Work instructions:
[A] Answer these questions from the electroporation text:
(i) When was microinjection invented?
(ii) What solution was used to weaken the zona pellucida, and for how long were the zygotes exposed to it?
(iii) In how many of the experiments did Qin et al. obtain mutant mice?
[B] Rewrite the part of the electroporation text that begins at the words "Qin et al. electroporated" and ends after "to insect biologists.", putting "targeted insertions" in place of "knock-ins".
[C] According to the electroporation text, why were the zygotes briefly treated with Tyrode's solution before electroporation?

Selected text:
* * * * *

Qin et al. (2015) describe their successful efforts to use electroporation technology to introduce CRISPR/Cas9 system components into mouse embryos and while not exactly insect biology their motivations for pursuing this approach are shared by many insect biologists with an interest in genome modification technologies.
To quote Qin et al.. directly,
Microinjection, invented in the early 1980s, has been the technology of choice to deliver exogenous genetic material into mouse zygotes for the generation of genetically modified mouse models. Although effective, it is technically demanding and low in throughput. In addition, it requires significant investment in equipment and operators with years of training and experience. As such, the capacity for generating genetically modified mice is often limiting, even for the most well-funded laboratories.
Again, the authors are referring to the production of transgenic mice but insect biologists could say about the same thing.
The zona pellucida, the glycoprotein layer around the oocyte is a barrier that prevents using electroporation to deliver DNA and RNA to the zygote.
Weakening of the zona pellucida with an acidic salt solution (Tyrode’s solution, pH 2.5) by briefly exposing the zygotes for 10 seconds was enough to allow for electroporation without affecting development.
Qin et al. electroporated Cas9mRNA, sgRNA and donor oligonucleotides needed for knock-ins.
Concentrations of Cas9 mRNA were from 200-600 ng/ul and the concentration of the guide RNA ranged from 100-300 ng/ul. Higher concentrations yielded higher success.
Overall they were able to get mutant mice in 5 out of 10 experiments which is comparable to what they obtained from microinjections. Their efforts generally involved about 30 zygotes.
Their efforts to create knock-ins were also successful.
There are a couple of aspects of this work that could be of interest to insect biologists.
First, the authors were able to solve their electroporation problem by altering the zona pellucida ever so slightly. While there has been some reported success in using electroporation to deliver DNA to insect embryos, protocols that allow its routine use do not exist. Since delivery of these various genome modification technologies to insect germ cells relies exclusively on microinjection it is clear that this will severe limit what species can be manipulated and by whom.
Second, electroporating RNAs directly was feasible in this case.
So while the system under study in this paper is not an insect, the paper is worth a look by those thinking about using CRISPR/Cas9 in insects and perhaps some will get inspired to solve the analogous problem in insects.

* * * * *

(Point localization data)

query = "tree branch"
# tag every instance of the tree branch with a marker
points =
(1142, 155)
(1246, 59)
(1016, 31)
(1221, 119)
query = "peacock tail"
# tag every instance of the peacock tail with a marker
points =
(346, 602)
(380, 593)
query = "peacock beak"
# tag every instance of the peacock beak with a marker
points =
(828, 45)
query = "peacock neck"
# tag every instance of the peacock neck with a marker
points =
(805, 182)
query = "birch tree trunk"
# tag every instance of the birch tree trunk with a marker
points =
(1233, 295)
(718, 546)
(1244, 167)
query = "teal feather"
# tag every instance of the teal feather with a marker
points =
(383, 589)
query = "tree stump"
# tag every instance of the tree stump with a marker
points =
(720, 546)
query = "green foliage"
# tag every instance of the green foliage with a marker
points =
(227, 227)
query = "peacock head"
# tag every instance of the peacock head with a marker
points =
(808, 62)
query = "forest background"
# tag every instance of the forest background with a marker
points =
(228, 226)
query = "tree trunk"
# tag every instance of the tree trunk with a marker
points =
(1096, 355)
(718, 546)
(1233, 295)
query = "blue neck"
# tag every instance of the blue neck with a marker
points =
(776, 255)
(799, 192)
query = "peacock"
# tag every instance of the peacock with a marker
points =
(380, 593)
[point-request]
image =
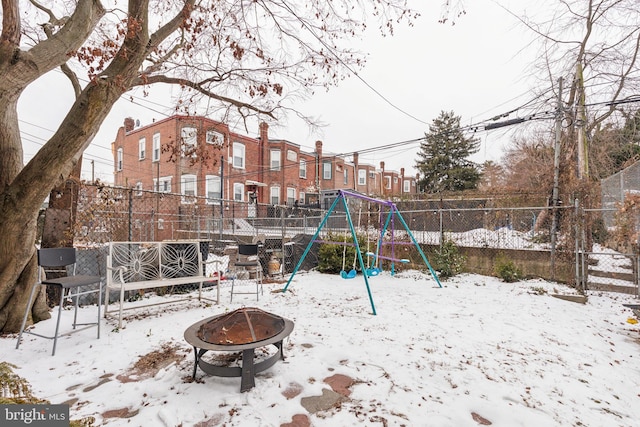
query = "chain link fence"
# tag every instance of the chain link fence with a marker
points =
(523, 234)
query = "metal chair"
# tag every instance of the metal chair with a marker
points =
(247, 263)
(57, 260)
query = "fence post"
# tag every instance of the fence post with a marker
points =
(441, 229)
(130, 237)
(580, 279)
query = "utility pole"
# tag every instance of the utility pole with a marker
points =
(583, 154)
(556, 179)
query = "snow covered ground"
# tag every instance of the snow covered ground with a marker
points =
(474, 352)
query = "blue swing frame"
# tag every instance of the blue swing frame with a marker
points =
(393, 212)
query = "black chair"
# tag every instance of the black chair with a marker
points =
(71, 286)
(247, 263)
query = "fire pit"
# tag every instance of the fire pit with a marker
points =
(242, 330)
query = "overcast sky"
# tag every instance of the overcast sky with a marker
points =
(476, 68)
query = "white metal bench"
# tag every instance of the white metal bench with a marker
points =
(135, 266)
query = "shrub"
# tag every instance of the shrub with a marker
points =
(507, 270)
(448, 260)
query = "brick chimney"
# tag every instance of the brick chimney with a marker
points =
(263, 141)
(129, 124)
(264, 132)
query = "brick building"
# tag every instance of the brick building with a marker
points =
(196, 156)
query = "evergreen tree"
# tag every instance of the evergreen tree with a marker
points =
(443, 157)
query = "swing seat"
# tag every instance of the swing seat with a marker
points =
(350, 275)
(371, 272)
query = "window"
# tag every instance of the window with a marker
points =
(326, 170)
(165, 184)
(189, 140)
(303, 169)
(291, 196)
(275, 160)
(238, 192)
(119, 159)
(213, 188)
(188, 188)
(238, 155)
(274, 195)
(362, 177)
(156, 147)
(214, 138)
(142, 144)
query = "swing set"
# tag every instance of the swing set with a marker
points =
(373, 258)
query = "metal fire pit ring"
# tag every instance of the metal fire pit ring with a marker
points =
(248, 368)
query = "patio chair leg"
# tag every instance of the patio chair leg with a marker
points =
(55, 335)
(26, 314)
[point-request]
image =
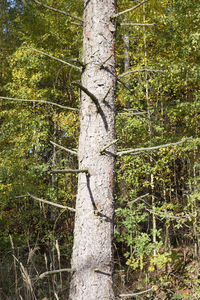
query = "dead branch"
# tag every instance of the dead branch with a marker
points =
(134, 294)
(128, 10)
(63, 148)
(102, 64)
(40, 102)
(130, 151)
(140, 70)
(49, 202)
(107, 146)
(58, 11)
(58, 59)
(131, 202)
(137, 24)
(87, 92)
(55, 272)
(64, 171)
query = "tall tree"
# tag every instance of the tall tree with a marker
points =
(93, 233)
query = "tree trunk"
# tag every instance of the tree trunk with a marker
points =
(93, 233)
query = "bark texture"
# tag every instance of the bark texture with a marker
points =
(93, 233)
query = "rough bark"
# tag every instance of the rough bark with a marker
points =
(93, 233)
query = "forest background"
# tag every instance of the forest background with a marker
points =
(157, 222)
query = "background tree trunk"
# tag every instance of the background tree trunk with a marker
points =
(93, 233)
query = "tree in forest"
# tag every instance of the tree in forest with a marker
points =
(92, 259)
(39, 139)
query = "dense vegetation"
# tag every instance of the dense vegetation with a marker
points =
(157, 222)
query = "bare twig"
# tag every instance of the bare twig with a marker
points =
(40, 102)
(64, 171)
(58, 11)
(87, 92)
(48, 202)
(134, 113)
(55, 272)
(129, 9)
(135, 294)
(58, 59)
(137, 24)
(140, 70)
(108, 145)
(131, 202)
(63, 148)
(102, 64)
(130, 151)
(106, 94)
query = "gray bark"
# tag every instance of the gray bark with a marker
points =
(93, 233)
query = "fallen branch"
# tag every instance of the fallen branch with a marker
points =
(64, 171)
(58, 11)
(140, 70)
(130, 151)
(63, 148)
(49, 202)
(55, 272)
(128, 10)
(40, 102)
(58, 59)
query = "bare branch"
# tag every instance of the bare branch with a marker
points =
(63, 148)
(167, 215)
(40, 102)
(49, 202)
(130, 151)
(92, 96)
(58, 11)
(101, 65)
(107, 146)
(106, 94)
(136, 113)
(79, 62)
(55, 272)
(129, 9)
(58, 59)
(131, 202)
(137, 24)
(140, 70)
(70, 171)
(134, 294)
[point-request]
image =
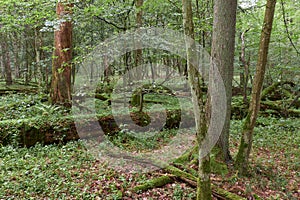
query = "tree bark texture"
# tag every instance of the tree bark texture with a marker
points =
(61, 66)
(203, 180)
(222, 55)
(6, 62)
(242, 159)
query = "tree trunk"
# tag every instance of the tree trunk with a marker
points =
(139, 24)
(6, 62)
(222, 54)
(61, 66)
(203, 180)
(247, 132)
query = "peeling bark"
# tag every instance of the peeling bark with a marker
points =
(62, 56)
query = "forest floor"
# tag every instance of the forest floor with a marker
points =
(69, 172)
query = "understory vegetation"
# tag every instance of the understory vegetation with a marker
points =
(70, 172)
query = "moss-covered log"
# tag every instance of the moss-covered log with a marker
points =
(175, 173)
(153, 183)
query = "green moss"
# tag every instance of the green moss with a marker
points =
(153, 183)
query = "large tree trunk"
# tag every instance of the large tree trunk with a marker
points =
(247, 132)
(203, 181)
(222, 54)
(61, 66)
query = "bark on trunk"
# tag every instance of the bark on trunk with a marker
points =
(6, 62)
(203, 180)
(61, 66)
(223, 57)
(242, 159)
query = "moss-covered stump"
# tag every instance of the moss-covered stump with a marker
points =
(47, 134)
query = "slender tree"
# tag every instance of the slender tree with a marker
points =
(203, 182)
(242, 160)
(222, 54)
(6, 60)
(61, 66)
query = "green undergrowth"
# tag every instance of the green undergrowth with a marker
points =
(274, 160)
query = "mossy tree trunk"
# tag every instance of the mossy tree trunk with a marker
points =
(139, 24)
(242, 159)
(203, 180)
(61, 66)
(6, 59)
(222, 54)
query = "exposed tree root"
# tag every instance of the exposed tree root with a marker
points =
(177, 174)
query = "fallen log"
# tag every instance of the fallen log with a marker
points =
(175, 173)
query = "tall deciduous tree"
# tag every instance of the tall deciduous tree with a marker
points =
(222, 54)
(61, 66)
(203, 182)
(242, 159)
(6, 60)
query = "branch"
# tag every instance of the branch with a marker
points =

* * * * *

Answer section:
[A]
(i) In the early 1980s.
(ii) Tyrode's solution, an acidic salt solution at pH 2.5, for 10 seconds.
(iii) In 5 out of 10 experiments.

[B]
Qin et al. electroporated Cas9mRNA, sgRNA and donor oligonucleotides needed for targeted insertions.
Concentrations of Cas9 mRNA were from 200-600 ng/ul and the concentration of the guide RNA ranged from 100-300 ng/ul. Higher concentrations yielded higher success.
Overall they were able to get mutant mice in 5 out of 10 experiments which is comparable to what they obtained from microinjections. Their efforts generally involved about 30 zygotes.
Their efforts to create targeted insertions were also successful.
There are a couple of aspects of this work that could be of interest to insect biologists.

[C] The zona pellucida, the glycoprotein layer around the oocyte, is a barrier that prevents electroporation from delivering DNA and RNA to the zygote. A 10-second exposure to the acidic solution weakened that layer enough to allow electroporation without affecting development.